* Défis
• a. Répondez brièvement à ces questions sur l'extrait consacré à Noël, une réponse par ligne, marquée comme la question :
(i) Quelle expression entre guillemets le premier paragraphe emploie-t-il pour désigner ces quelques jours de fête ?
(ii) D'après le deuxième paragraphe, combien de temps la trêve dure-t-elle parfois ?
(iii) Selon la dernière phrase, où n'est-on pas forcément à Noël ?
• b. Recopiez sans la moindre modification le passage de l'extrait consacré à Noël qui s'ouvre sur les mots contenant « Voilà pour l’image » et se referme sur « forcément à la fête. ».

Noël, magie des fêtes, ferveur d’une messe de minuit sur fond de paysage enneigé, santons pittoresques plantés autour d’une crèche en carton plus vraie que nature, sapin enluminé scintillant de boules et de cheveux d’ange pailletés, solennité attendrissante de petits bouts de choux récitant des fables devant des grand-mères émues, délicieux relents de chocolat et de cannelle, retrouvailles familiales sur fond de dinde et de marrons : le bonheur à l’état pur, une parenthèse enchantée marquée par le désir de vivre en harmonie ces quelques jours de « trêve des confiseurs ».
Voilà pour l’image d’Epinal. La réalité est autrement plus chaotique, et la trêve, parfois, ne dure que quelques heures, si ce n’est quelques minutes. Les fêtes de fin d’année, pour certaines, sont aussi de forts moments de stress, des périodes de tension rythmées par la course aux cadeaux dans des magasins bondés, la responsabilité de réunir les autres chez soi en tâchant de faire pour le mieux, la réapparition de vieilles rivalités entre frères et sœurs, la résurgence d’un sourd sentiment de détresse, l’impression d’être la mal-aimée ou le dindon de la farce, la nostalgie douce-amère provoquée par l’absence d’êtres chers.
Entre états d’âme et soucis domestiques, peines de cœur fugitives et blessures d’amour-propre, il faut le dire, à Noël, on n’est pas forcément à la fête.

* Matériau

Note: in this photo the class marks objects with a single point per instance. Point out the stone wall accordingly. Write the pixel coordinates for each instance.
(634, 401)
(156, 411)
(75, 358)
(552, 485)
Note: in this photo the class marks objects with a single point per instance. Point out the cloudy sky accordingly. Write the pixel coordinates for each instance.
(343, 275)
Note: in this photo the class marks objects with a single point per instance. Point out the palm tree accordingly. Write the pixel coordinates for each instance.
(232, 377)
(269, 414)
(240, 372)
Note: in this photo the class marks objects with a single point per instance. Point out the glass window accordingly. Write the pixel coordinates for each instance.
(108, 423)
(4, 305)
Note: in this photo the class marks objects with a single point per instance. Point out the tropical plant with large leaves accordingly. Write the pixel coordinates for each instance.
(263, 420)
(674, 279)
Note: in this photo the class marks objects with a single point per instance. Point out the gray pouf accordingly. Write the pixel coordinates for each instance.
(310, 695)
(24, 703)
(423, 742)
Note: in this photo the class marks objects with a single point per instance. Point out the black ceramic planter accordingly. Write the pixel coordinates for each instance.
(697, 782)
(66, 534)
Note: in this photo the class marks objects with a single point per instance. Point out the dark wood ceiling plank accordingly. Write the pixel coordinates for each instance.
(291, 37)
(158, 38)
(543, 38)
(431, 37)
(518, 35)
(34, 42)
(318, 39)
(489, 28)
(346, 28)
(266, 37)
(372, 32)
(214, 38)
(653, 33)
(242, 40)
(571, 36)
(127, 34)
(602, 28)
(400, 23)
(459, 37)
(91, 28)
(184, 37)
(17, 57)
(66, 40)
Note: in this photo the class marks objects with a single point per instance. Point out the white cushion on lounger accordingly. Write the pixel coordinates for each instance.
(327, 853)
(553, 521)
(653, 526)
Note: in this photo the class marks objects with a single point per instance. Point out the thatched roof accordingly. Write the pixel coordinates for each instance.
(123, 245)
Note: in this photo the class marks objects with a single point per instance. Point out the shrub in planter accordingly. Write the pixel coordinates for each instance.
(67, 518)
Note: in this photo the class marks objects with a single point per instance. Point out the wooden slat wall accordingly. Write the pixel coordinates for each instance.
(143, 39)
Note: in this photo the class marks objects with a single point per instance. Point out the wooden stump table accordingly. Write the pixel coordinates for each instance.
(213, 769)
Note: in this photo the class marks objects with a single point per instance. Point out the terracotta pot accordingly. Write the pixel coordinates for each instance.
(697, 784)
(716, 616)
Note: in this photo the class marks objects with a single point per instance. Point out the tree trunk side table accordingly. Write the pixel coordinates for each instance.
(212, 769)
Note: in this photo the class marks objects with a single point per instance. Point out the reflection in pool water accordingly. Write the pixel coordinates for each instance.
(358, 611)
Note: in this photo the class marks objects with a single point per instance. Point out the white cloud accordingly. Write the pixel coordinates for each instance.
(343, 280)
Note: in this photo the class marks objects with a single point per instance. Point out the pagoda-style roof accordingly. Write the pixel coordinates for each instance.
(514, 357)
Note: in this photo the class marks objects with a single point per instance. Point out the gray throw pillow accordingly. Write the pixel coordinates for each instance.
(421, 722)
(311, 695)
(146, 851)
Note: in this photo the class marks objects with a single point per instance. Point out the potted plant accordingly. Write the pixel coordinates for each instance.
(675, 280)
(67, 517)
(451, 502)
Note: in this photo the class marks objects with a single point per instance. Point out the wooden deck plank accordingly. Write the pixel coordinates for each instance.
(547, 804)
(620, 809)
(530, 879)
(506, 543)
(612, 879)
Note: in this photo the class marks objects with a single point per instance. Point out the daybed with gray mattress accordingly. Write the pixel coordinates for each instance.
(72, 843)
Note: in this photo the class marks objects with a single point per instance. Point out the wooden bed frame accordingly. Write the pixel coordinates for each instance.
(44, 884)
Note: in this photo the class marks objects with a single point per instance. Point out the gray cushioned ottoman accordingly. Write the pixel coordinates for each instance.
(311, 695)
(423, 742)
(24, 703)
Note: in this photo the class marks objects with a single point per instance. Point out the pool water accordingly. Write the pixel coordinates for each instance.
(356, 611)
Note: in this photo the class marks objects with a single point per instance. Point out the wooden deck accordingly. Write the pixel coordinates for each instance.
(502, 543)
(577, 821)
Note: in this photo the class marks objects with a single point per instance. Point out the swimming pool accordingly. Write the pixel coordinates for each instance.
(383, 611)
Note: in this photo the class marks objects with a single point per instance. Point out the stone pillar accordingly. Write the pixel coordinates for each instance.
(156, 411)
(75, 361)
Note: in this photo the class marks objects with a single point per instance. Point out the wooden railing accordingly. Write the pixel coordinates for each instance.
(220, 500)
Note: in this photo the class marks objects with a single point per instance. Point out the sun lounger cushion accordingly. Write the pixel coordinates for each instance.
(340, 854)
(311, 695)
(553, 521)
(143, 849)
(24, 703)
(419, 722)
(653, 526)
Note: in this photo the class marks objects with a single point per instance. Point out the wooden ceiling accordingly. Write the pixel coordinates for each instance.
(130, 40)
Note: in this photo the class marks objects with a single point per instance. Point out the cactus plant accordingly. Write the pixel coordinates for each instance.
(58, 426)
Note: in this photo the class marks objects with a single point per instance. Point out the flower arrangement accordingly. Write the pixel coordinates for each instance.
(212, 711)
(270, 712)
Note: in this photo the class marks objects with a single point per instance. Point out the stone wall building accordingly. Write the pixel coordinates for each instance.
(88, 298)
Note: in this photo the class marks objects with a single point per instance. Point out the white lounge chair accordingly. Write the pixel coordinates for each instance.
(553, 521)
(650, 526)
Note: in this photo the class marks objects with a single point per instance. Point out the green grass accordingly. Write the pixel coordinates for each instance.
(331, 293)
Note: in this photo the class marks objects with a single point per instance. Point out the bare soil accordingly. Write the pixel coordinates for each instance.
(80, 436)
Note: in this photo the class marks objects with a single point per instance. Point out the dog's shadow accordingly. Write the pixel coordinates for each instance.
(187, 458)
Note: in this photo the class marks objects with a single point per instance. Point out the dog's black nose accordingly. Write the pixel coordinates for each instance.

* Réponses dans l'ordre
• a.
(i) « trêve des confiseurs »
(ii) Quelques heures, si ce n'est quelques minutes.
(iii) À la fête.

• b.
Voilà pour l’image d’Epinal. La réalité est autrement plus chaotique, et la trêve, parfois, ne dure que quelques heures, si ce n’est quelques minutes. Les fêtes de fin d’année, pour certaines, sont aussi de forts moments de stress, des périodes de tension rythmées par la course aux cadeaux dans des magasins bondés, la responsabilité de réunir les autres chez soi en tâchant de faire pour le mieux, la réapparition de vieilles rivalités entre frères et sœurs, la résurgence d’un sourd sentiment de détresse, l’impression d’être la mal-aimée ou le dindon de la farce, la nostalgie douce-amère provoquée par l’absence d’êtres chers.
Entre états d’âme et soucis domestiques, peines de cœur fugitives et blessures d’amour-propre, il faut le dire, à Noël, on n’est pas forcément à la fête.